(Natural-language object grounding data)
§ §
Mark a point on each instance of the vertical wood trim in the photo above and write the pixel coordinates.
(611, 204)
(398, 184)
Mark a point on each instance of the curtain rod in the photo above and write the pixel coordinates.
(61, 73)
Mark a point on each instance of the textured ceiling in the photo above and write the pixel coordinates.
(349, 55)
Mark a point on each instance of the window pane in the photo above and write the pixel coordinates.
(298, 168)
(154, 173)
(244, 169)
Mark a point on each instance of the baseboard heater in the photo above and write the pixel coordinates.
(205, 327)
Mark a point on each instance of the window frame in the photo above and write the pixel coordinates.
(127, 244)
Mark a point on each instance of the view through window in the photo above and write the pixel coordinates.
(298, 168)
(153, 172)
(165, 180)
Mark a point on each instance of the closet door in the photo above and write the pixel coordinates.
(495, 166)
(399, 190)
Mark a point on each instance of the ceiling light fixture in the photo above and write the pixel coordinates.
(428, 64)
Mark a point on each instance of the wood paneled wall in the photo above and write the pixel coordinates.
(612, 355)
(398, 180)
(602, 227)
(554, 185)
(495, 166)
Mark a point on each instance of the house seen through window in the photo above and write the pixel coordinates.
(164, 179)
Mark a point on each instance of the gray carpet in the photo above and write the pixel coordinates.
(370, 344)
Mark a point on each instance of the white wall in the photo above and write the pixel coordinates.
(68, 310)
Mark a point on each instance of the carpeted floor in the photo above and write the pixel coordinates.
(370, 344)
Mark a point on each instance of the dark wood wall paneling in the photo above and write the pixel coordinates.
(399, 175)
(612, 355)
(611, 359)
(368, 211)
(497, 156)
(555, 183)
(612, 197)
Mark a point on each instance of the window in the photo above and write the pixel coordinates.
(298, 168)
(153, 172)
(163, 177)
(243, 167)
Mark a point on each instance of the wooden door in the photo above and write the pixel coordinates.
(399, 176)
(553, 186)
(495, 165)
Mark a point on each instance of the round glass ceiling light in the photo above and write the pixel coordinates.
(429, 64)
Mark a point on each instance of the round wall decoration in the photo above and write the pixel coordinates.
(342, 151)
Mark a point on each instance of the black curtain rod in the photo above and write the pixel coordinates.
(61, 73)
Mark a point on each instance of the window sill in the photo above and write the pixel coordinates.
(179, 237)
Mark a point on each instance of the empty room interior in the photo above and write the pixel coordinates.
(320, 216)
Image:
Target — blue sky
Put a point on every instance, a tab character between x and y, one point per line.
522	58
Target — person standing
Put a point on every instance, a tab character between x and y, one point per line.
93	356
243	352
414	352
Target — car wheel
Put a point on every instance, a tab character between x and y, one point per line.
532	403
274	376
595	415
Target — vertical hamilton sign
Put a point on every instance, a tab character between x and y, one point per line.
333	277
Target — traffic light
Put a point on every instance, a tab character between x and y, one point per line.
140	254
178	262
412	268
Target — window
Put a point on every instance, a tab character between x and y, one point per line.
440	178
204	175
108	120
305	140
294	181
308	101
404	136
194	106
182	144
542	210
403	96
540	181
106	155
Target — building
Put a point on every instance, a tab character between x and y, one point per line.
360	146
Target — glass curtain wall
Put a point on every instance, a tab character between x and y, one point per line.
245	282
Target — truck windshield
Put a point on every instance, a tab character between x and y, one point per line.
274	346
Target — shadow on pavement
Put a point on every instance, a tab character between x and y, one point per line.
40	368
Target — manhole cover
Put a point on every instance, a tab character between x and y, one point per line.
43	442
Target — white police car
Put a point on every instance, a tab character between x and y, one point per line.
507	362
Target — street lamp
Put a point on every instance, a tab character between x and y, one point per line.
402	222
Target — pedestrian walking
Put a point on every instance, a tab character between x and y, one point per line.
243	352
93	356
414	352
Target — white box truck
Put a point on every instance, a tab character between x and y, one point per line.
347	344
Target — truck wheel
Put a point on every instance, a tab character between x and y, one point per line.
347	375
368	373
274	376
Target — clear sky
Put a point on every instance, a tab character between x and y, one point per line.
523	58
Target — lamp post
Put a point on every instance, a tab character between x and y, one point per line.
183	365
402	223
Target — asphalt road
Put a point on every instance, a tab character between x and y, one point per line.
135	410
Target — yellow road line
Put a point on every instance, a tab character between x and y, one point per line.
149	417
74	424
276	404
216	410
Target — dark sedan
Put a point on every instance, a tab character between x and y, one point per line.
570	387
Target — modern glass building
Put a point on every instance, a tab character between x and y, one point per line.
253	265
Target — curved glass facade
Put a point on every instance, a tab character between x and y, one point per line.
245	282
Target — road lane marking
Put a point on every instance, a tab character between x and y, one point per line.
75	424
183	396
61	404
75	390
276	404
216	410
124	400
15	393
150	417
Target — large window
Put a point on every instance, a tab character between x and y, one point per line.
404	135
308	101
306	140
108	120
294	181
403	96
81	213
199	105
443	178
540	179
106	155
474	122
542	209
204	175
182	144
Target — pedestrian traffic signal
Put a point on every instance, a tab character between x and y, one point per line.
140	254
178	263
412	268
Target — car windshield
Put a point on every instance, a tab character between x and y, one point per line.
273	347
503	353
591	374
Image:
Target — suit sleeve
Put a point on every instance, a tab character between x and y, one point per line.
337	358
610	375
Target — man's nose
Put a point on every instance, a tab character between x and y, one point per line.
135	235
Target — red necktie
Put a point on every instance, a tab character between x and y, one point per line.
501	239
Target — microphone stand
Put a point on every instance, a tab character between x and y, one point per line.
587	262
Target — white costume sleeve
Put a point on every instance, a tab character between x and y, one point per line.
§ §
Search the entries for the string "windshield" and copy each line where it occurs.

RESPONSE.
Target — truck windshield
Target — car windshield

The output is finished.